MR: I came to it naturally, following my instincts. My politics were the personal politics of the late 70’s and 80’s. I was very influenced by Spalding Gray’s early work and that meshed in with all the identity stuff that Tim and other people started. And all that came to a head in the late 80’s and then got creamed by the N.E.A in the early 90’s.

We were very involved in all of that and foisted most of those solo performers on the world. Some of them were really good and some of them were kind of crap. Then we took that – and invented the Field Trips and took this Solo Performance style out in a bunch of different media and toured it around the country.

But obviously, it’s changed. Lately I’ve been interested in ensemble experimental theater. It just seems like the heat of the time is in that. Now, that may have left us, too. I mean there’s been a batch of people and I wonder if there’s more coming after that or not? Has it played out?

CBOT: When I think of ensemble experimental I go back to the Open Theater and that genre. In my mind it seems like theater of that era was much more tied into the cultural and political tides of the moment in terms of breaking down the barrier between audience and performer, breaking down the notion of what performance is. And when we see ensemble work now it still seems very formalized.

= = = = =

__Set exercise A__. In the interview passage on experimental theater, what did MR's group invent to take the solo performance style into other media and on tour?
__Set exercise B__. Carry on the interview passage on experimental theater from the point where it ends.
The items play no part in this work.

= = = = =

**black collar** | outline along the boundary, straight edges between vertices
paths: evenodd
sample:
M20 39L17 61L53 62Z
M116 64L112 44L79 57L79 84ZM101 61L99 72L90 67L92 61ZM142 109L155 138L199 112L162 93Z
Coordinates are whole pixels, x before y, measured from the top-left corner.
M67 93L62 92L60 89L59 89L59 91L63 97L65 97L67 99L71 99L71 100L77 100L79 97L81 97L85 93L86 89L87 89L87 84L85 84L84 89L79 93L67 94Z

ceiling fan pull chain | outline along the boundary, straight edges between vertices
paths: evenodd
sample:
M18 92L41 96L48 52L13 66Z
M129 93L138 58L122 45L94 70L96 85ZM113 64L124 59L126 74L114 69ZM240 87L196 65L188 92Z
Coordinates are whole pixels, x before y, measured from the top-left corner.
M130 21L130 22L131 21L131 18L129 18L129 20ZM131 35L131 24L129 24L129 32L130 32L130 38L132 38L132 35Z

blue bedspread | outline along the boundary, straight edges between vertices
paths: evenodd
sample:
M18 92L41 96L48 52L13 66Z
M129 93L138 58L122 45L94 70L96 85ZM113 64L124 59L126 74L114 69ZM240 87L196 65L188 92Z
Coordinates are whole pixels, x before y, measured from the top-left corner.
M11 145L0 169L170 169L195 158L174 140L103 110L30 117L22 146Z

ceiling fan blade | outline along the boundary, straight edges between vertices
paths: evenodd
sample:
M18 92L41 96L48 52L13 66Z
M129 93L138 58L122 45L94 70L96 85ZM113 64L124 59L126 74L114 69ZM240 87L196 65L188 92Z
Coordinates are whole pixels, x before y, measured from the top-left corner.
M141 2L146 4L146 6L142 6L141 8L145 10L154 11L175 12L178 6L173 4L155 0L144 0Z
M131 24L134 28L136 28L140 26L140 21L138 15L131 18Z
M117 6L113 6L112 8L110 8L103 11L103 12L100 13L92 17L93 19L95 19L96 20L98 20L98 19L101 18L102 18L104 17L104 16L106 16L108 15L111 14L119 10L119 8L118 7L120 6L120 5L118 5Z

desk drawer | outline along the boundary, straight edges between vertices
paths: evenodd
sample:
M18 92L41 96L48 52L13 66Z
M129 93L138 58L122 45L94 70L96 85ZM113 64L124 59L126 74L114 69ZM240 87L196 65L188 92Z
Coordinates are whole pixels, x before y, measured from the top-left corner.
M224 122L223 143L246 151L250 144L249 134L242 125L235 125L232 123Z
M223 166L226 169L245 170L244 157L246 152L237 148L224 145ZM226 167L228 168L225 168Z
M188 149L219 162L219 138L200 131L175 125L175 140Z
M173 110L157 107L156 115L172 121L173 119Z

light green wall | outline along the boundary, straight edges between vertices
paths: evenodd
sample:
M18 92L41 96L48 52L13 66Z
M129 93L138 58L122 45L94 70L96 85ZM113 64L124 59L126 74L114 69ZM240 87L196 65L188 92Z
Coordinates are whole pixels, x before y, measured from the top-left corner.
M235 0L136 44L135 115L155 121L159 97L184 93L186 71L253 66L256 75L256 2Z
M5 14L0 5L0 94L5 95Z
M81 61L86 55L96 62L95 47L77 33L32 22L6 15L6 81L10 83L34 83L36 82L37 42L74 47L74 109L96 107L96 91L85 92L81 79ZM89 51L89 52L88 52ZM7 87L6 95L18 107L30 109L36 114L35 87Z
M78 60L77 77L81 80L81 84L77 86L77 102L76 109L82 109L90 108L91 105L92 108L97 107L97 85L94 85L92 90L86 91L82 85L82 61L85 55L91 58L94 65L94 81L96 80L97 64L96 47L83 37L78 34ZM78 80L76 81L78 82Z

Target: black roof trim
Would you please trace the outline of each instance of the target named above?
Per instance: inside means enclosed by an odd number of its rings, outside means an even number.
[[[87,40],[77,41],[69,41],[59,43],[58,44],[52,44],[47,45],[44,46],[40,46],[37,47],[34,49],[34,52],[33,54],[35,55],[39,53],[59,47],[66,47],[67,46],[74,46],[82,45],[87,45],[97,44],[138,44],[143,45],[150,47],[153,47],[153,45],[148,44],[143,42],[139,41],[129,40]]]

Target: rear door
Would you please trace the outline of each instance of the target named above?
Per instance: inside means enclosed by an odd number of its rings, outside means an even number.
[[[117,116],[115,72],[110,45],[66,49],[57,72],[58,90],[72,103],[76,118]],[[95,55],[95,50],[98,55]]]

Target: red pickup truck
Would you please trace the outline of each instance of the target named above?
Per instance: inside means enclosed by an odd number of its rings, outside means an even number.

= = = = =

__Task output A__. The Field Trips.

__Task output B__.
MR: Well, this generation is really influenced by The Wooster Group and Richard Foreman and some of the big boys like that. And they know they need to make a dime. They also know that the best way of support is actually out of Europe. Not that they’re making things for that, but it helps. And I think there’s references to all that environmental theater and physical theater that we saw but it’s maybe more sharpened. It’s become more a part of the language so it’s not such a big deal that they’re doing a dance in the middle of a show that’s not a musical. This is that generation that’s finally taken on all the experiments of the 70’s and 80’s and now it’s inside them and their own voices are coming out.

For a while I would go and see stuff and say, “They obviously worked with Liz [LeCompte] too long.” Or “They can’t get rid of their Richard Foreman days.” You know, the heat of the masters is too much on them. But now this generation is able to do more, make more interesting statements with that. Those other groups, those great masters, are still doing great work but they’re not addressing the same stuff. Like Caden Manson is influenced by Charles Ludlam and by The Wooster Group but still has a very different voice.

CBOT: It’s as if it’s been immediately assimilated and processed – its not so much a conscious referencing necessarily so much as it’s just a part of the fabric of what he does.

MR: It’s like “of course you can do this onstage”. Right.

CBOT: What about the influence of Europe? Europe supports the arts much more than we do.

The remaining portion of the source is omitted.